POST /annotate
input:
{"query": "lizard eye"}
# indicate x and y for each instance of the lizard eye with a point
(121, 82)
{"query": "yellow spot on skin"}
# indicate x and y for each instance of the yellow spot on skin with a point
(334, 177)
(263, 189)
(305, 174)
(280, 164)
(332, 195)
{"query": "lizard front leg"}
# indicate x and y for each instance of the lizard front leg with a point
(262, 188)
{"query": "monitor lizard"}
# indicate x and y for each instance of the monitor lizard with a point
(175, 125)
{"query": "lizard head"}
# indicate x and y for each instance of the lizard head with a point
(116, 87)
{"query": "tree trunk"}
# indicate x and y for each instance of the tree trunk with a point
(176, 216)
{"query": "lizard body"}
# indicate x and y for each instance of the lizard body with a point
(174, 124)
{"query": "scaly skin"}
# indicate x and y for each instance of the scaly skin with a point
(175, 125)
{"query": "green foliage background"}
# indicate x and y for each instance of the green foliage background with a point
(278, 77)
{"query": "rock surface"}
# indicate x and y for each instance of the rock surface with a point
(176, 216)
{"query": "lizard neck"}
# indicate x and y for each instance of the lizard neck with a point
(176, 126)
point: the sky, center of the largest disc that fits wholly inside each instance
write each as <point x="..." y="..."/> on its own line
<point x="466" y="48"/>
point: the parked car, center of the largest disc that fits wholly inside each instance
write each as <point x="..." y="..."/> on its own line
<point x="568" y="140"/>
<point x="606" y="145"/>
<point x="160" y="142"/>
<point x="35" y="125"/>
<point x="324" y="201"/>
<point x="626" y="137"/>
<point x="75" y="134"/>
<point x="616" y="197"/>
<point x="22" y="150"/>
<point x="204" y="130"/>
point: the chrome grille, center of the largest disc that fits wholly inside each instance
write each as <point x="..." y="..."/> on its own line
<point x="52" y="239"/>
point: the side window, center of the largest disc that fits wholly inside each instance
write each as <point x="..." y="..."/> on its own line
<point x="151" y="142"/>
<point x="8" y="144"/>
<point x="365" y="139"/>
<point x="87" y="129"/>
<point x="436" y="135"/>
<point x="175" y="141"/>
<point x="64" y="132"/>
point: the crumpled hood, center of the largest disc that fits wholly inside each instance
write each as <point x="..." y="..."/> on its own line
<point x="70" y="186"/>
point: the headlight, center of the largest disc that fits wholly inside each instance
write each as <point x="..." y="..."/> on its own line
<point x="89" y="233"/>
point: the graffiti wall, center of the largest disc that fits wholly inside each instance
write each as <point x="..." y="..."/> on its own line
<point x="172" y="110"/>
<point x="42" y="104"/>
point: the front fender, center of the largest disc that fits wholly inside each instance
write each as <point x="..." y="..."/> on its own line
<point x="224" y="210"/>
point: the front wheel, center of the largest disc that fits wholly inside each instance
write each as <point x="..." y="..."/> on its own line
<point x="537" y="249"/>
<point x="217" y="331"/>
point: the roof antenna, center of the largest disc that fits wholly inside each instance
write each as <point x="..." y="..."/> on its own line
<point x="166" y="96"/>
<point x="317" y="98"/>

^^^^

Please convert every item above into a two-column CSV with the headers input and output, one row per item. Put the item's text under input and its answer under output, enclose each field in double quotes, and replace any line breaks with spaces.

input,output
"POST /annotate input: {""query"": ""lizard eye""} # indicate x and y for each instance of the lizard eye with a point","(121, 82)"
"{""query"": ""yellow spot on skin""} # indicate x and y for each instance of the yellow spot on skin with a point","(334, 177) (263, 189) (305, 174) (280, 164) (332, 195)"
"{""query"": ""lizard front leg""} # indicate x and y for each instance of the lizard front leg with a point","(262, 188)"
"{""query"": ""monitor lizard""} # indicate x and y for each instance of the monitor lizard with a point","(175, 125)"
"{""query"": ""lizard head""} # indicate x and y for each instance of the lizard head with a point","(116, 87)"
"{""query"": ""tree trunk""} # indicate x and y for each instance of the tree trunk with a point","(176, 216)"
"{""query"": ""lizard body""} # indicate x and y for each instance of the lizard body with a point","(174, 124)"
"{""query"": ""scaly skin""} # indicate x and y for each instance of the scaly skin with a point","(175, 125)"
"{""query"": ""green foliage background""} # indicate x and y for each instance of the green foliage background with a point","(278, 77)"
"{""query"": ""rock surface""} # indicate x and y for each instance of the rock surface with a point","(176, 216)"
"{""query"": ""lizard neck""} # indicate x and y for each instance of the lizard neck with a point","(176, 126)"
"point: the sky, center of the largest disc that fits wholly inside each instance write each as <point x=""..."" y=""...""/> on its own line","<point x=""466"" y=""48""/>"
"point: the parked car, center of the largest disc that fits wholly inside each instance write each as <point x=""..."" y=""...""/> on its own line","<point x=""568"" y=""140""/> <point x=""606"" y=""145""/> <point x=""160"" y=""142""/> <point x=""35"" y=""125""/> <point x=""324"" y=""201""/> <point x=""626"" y=""137""/> <point x=""75"" y=""134""/> <point x=""616"" y=""197""/> <point x=""22"" y=""150""/> <point x=""204"" y=""130""/>"
"point: the chrome grille, center of the largest disc that fits wholly inside each instance write each as <point x=""..."" y=""...""/> on its own line","<point x=""52"" y=""239""/>"
"point: the side window, center of the largest disc that fits wholly inside each instance write each as <point x=""..."" y=""...""/> on its own line","<point x=""151"" y=""142""/> <point x=""8"" y=""144""/> <point x=""365"" y=""139""/> <point x=""87"" y=""129""/> <point x=""436"" y=""135""/> <point x=""175"" y=""141""/> <point x=""64"" y=""132""/>"
"point: the crumpled hood, center of the largest disc that fits wholly inside each instance write each as <point x=""..."" y=""...""/> on its own line","<point x=""70"" y=""186""/>"
"point: the headlight, center of the largest disc that fits wholly inside each instance write each as <point x=""..."" y=""...""/> on its own line","<point x=""89"" y=""233""/>"
"point: the graffiti wall, center of the largest disc that fits wholly inside each instance write each as <point x=""..."" y=""...""/> on its own line","<point x=""172"" y=""110""/> <point x=""42"" y=""104""/>"
"point: the front fender, center of the largest disc that fits wholly inside each instance write each as <point x=""..."" y=""...""/> on its own line","<point x=""224"" y=""210""/>"
"point: the front wheel, center of the largest disc that fits wholly inside each instance write each as <point x=""..."" y=""...""/> on its own line","<point x=""537"" y=""249""/> <point x=""217"" y=""331""/>"
"point: the roof antenna, center of the largest disc that fits wholly inside each instance write each as <point x=""..."" y=""...""/> on its own line","<point x=""166"" y=""96""/> <point x=""317"" y=""98""/>"